Everything from the line containing "Isolate any visible black" through the final line of the records must be transcribed verbatim; nothing else belongs in the result.

▶ Record extracts
'''

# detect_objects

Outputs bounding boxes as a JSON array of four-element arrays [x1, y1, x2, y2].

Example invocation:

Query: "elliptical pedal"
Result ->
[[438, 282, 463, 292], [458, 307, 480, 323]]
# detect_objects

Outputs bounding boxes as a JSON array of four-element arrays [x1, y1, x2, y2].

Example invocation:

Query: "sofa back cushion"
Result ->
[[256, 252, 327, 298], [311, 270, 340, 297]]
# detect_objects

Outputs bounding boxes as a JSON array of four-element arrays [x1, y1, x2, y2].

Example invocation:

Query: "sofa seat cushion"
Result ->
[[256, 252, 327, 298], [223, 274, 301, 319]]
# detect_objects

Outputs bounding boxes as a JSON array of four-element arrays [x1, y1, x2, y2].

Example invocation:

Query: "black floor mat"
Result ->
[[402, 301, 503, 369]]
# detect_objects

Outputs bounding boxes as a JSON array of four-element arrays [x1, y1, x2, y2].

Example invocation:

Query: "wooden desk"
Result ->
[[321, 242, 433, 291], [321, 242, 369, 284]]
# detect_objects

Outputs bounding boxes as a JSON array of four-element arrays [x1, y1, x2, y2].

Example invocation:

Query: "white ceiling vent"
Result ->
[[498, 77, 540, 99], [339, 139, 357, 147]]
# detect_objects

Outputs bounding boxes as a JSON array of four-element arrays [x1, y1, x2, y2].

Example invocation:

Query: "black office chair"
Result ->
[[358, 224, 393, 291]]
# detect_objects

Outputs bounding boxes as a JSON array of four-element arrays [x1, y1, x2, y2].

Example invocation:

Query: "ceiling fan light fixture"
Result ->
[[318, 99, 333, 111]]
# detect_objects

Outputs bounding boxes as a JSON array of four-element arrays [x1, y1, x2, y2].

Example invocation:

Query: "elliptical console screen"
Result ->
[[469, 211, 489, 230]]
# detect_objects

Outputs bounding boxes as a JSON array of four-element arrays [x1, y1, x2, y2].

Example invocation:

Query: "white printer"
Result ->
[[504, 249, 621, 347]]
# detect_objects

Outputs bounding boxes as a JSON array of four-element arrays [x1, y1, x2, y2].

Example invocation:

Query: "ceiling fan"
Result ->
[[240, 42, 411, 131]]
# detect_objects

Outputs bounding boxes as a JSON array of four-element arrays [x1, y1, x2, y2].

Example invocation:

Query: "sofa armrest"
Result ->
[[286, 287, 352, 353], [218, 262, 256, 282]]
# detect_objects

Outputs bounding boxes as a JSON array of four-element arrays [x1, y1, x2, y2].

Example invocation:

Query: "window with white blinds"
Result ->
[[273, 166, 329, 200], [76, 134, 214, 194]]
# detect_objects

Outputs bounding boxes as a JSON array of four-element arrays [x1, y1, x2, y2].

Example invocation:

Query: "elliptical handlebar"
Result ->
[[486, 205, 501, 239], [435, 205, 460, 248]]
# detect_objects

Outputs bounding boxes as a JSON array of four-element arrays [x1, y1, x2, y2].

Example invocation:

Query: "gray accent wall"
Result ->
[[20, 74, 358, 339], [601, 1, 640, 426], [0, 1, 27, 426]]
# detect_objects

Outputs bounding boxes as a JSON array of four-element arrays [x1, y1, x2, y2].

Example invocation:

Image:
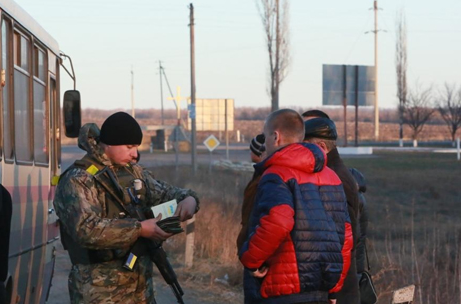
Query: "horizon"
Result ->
[[16, 0, 461, 109]]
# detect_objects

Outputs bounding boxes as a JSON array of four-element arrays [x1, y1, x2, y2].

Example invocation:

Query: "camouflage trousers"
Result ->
[[69, 257, 155, 304]]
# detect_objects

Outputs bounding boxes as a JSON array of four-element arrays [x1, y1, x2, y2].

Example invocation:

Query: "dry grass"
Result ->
[[62, 108, 451, 150]]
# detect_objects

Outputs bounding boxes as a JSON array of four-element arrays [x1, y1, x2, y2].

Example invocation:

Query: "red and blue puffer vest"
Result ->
[[239, 143, 353, 304]]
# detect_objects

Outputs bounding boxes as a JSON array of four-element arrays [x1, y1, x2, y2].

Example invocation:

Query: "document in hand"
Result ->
[[151, 199, 178, 220]]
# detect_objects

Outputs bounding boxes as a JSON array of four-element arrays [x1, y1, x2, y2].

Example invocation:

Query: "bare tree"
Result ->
[[258, 0, 290, 111], [395, 10, 408, 147], [403, 84, 436, 147], [437, 83, 461, 147]]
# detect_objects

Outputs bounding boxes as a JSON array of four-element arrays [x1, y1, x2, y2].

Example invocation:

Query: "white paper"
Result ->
[[151, 199, 178, 220]]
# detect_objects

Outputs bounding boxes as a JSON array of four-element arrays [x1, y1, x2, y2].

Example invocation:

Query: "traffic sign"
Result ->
[[203, 135, 220, 152]]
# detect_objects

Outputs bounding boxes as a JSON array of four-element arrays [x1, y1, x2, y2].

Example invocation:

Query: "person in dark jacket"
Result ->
[[239, 109, 352, 304], [349, 168, 368, 278], [303, 110, 360, 304], [0, 184, 13, 304], [237, 134, 266, 252]]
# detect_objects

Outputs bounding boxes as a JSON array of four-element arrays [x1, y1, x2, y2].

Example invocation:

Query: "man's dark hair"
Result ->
[[266, 109, 304, 142], [302, 110, 330, 119]]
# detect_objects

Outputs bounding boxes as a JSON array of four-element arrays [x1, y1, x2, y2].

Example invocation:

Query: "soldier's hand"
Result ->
[[251, 266, 269, 279], [174, 196, 197, 222], [141, 214, 173, 241]]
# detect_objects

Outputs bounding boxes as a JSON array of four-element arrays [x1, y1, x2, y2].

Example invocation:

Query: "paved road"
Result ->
[[47, 242, 228, 304], [62, 145, 250, 169]]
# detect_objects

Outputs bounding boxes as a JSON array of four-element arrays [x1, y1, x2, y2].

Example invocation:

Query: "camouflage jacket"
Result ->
[[54, 124, 199, 254]]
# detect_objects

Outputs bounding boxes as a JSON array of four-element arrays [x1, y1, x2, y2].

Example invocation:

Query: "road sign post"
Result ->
[[203, 135, 220, 171]]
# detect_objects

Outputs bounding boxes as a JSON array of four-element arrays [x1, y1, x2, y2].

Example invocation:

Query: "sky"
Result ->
[[11, 0, 461, 109]]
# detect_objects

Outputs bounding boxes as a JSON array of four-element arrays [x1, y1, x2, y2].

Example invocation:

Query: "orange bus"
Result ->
[[0, 0, 79, 304]]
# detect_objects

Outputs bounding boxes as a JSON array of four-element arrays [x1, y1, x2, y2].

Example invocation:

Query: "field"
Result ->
[[148, 152, 461, 304]]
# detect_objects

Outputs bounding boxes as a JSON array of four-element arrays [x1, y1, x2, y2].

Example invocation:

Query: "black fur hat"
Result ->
[[99, 112, 142, 146], [304, 118, 338, 140]]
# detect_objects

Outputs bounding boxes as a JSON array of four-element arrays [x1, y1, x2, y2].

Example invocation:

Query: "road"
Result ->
[[62, 144, 250, 169]]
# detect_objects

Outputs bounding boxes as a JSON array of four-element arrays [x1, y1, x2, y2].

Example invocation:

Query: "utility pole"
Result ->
[[373, 0, 379, 141], [158, 61, 165, 126], [272, 0, 280, 111], [131, 66, 135, 118], [189, 3, 197, 174]]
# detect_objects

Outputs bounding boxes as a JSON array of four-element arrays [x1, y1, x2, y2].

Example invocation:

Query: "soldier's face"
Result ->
[[104, 145, 139, 166]]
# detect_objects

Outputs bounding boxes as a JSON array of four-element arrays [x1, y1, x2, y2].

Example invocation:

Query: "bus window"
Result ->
[[34, 46, 49, 164], [14, 32, 32, 162], [1, 19, 13, 161]]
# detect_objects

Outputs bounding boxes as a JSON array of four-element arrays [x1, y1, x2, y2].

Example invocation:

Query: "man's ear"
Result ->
[[317, 141, 330, 153]]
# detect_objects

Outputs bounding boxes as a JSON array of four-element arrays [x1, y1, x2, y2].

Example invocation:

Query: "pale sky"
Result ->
[[11, 0, 461, 109]]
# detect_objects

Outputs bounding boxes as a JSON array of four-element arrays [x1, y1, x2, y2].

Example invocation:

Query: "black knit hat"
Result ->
[[99, 112, 142, 146], [301, 110, 330, 119], [250, 134, 266, 156], [304, 118, 338, 140]]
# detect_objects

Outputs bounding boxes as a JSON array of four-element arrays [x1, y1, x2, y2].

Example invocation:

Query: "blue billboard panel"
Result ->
[[323, 64, 375, 106]]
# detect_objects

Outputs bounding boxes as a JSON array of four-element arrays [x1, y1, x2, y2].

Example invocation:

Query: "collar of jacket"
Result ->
[[327, 148, 341, 167], [255, 143, 326, 174]]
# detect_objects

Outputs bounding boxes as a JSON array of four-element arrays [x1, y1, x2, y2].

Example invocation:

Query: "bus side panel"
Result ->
[[3, 164, 54, 303]]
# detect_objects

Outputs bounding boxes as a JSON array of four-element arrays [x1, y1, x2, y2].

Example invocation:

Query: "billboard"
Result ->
[[187, 99, 234, 131], [322, 64, 375, 106]]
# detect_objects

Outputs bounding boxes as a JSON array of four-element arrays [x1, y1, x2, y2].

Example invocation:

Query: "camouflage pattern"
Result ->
[[54, 124, 198, 304]]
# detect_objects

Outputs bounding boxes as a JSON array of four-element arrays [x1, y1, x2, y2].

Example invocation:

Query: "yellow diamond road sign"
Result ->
[[203, 135, 220, 152]]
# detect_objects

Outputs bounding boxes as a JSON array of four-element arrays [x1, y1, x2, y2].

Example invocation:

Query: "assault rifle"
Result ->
[[94, 167, 184, 304], [123, 189, 184, 304]]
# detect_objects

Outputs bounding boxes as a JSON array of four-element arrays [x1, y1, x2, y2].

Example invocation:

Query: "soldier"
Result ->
[[54, 112, 199, 304]]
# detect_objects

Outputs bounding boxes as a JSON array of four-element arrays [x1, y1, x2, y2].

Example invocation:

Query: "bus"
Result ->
[[0, 0, 80, 304]]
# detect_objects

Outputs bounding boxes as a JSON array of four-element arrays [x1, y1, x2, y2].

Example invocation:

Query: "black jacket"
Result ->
[[327, 148, 359, 243], [327, 148, 360, 304]]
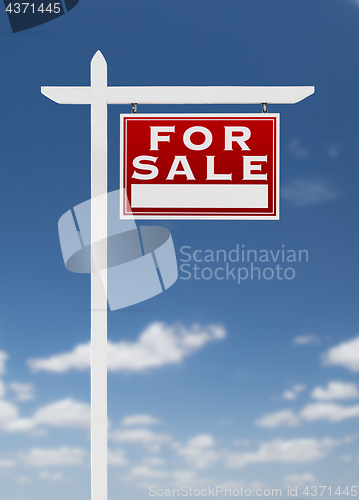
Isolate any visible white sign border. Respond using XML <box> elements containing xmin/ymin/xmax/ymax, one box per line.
<box><xmin>120</xmin><ymin>113</ymin><xmax>280</xmax><ymax>220</ymax></box>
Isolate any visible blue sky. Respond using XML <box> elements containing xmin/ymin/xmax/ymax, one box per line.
<box><xmin>0</xmin><ymin>0</ymin><xmax>359</xmax><ymax>500</ymax></box>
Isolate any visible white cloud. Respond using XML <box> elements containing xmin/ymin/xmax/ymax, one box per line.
<box><xmin>108</xmin><ymin>428</ymin><xmax>172</xmax><ymax>452</ymax></box>
<box><xmin>292</xmin><ymin>334</ymin><xmax>319</xmax><ymax>345</ymax></box>
<box><xmin>144</xmin><ymin>457</ymin><xmax>165</xmax><ymax>466</ymax></box>
<box><xmin>300</xmin><ymin>403</ymin><xmax>359</xmax><ymax>422</ymax></box>
<box><xmin>0</xmin><ymin>380</ymin><xmax>6</xmax><ymax>398</ymax></box>
<box><xmin>33</xmin><ymin>398</ymin><xmax>91</xmax><ymax>428</ymax></box>
<box><xmin>107</xmin><ymin>448</ymin><xmax>128</xmax><ymax>467</ymax></box>
<box><xmin>28</xmin><ymin>322</ymin><xmax>226</xmax><ymax>373</ymax></box>
<box><xmin>254</xmin><ymin>403</ymin><xmax>359</xmax><ymax>429</ymax></box>
<box><xmin>9</xmin><ymin>382</ymin><xmax>35</xmax><ymax>401</ymax></box>
<box><xmin>121</xmin><ymin>413</ymin><xmax>161</xmax><ymax>427</ymax></box>
<box><xmin>283</xmin><ymin>384</ymin><xmax>306</xmax><ymax>401</ymax></box>
<box><xmin>255</xmin><ymin>410</ymin><xmax>300</xmax><ymax>429</ymax></box>
<box><xmin>0</xmin><ymin>351</ymin><xmax>9</xmax><ymax>375</ymax></box>
<box><xmin>0</xmin><ymin>458</ymin><xmax>16</xmax><ymax>469</ymax></box>
<box><xmin>0</xmin><ymin>398</ymin><xmax>90</xmax><ymax>432</ymax></box>
<box><xmin>0</xmin><ymin>400</ymin><xmax>19</xmax><ymax>430</ymax></box>
<box><xmin>311</xmin><ymin>380</ymin><xmax>359</xmax><ymax>401</ymax></box>
<box><xmin>284</xmin><ymin>472</ymin><xmax>316</xmax><ymax>486</ymax></box>
<box><xmin>19</xmin><ymin>446</ymin><xmax>89</xmax><ymax>467</ymax></box>
<box><xmin>322</xmin><ymin>337</ymin><xmax>359</xmax><ymax>372</ymax></box>
<box><xmin>177</xmin><ymin>434</ymin><xmax>222</xmax><ymax>469</ymax></box>
<box><xmin>226</xmin><ymin>438</ymin><xmax>340</xmax><ymax>468</ymax></box>
<box><xmin>282</xmin><ymin>178</ymin><xmax>341</xmax><ymax>208</ymax></box>
<box><xmin>39</xmin><ymin>471</ymin><xmax>64</xmax><ymax>482</ymax></box>
<box><xmin>130</xmin><ymin>465</ymin><xmax>168</xmax><ymax>479</ymax></box>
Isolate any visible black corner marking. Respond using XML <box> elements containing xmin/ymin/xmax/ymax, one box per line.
<box><xmin>64</xmin><ymin>0</ymin><xmax>80</xmax><ymax>12</ymax></box>
<box><xmin>4</xmin><ymin>0</ymin><xmax>80</xmax><ymax>33</ymax></box>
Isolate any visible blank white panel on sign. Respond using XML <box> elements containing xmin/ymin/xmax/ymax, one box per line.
<box><xmin>131</xmin><ymin>184</ymin><xmax>268</xmax><ymax>208</ymax></box>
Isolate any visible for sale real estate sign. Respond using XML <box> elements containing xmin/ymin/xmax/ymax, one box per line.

'''

▶ Task result
Isolate any visible black corner marking. Respond using XML <box> elements containing xmin/ymin/xmax/ymax, one box per line.
<box><xmin>64</xmin><ymin>0</ymin><xmax>80</xmax><ymax>12</ymax></box>
<box><xmin>4</xmin><ymin>0</ymin><xmax>80</xmax><ymax>33</ymax></box>
Isolate any visible blank white panel on sign. Respond using XML <box> elements containing xmin/ymin/xmax/ymax, one box per line.
<box><xmin>131</xmin><ymin>184</ymin><xmax>268</xmax><ymax>208</ymax></box>
Isolate any visible for sale real estate sign. Respond using XML <box> elements containing xmin/ymin/xmax/ymax, one box per line.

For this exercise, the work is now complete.